■ **Exercise directions**
Which of the lines in the records below hold the string "return"? Copy every one of them.

■ **Recorded information**
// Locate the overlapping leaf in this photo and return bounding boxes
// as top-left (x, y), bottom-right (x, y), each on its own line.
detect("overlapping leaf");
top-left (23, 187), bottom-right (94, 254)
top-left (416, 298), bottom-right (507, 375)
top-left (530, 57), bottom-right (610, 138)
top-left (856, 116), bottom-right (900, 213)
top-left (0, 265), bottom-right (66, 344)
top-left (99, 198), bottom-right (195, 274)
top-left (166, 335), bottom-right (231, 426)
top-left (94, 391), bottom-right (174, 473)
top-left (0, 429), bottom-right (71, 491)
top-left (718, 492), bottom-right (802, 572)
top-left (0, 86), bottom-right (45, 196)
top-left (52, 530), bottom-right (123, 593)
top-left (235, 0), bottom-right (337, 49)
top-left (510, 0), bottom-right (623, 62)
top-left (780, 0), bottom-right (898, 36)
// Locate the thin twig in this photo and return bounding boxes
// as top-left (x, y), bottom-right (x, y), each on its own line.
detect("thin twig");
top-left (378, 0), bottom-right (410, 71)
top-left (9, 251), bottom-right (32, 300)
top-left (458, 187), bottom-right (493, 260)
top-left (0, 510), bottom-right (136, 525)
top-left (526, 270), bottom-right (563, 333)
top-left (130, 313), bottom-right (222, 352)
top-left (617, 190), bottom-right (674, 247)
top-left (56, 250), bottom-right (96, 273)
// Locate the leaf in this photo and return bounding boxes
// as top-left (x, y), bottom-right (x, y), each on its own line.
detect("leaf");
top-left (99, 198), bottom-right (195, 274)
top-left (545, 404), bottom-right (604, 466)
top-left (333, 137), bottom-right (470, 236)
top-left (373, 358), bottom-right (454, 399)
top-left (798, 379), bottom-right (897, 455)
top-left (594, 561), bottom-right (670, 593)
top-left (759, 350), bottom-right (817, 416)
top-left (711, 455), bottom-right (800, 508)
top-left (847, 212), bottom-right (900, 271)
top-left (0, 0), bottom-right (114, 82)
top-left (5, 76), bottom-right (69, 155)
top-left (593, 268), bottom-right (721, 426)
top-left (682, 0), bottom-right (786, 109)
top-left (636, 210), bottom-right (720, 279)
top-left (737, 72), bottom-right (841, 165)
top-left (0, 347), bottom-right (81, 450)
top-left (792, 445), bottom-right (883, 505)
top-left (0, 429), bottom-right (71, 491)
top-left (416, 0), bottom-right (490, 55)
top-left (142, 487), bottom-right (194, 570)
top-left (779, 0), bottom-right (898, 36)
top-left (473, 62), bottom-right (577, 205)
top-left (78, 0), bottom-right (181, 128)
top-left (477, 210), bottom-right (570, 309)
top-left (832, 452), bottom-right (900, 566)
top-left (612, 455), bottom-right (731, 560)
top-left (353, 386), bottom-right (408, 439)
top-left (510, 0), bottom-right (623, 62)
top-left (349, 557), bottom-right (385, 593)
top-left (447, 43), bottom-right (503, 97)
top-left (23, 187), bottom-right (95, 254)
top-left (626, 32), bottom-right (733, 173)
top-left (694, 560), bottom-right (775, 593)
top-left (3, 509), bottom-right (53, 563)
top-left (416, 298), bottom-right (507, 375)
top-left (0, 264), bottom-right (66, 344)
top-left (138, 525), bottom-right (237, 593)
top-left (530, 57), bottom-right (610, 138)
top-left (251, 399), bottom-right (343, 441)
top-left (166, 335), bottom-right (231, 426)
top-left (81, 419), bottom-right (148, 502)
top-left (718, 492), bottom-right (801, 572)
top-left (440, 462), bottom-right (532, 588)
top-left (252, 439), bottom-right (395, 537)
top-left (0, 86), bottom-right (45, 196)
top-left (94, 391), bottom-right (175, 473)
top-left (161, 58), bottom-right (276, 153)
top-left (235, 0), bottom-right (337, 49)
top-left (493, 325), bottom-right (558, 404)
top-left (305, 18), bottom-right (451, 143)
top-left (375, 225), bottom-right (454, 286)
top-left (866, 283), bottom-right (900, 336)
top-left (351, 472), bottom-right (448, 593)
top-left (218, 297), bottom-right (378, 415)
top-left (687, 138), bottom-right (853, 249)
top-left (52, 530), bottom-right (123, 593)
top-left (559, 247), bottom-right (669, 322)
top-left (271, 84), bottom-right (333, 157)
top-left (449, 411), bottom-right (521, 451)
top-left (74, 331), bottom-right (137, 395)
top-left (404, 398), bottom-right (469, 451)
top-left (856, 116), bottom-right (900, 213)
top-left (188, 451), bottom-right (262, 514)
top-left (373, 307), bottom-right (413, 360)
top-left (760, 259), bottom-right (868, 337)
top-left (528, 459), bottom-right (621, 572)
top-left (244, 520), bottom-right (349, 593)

■ **Written solution**
// Locate the overlapping leaf in this photo and return bounding boxes
// Locate the thin twig in this photo and return bounding boxes
// Locate the leaf in this photo and return bounding boxes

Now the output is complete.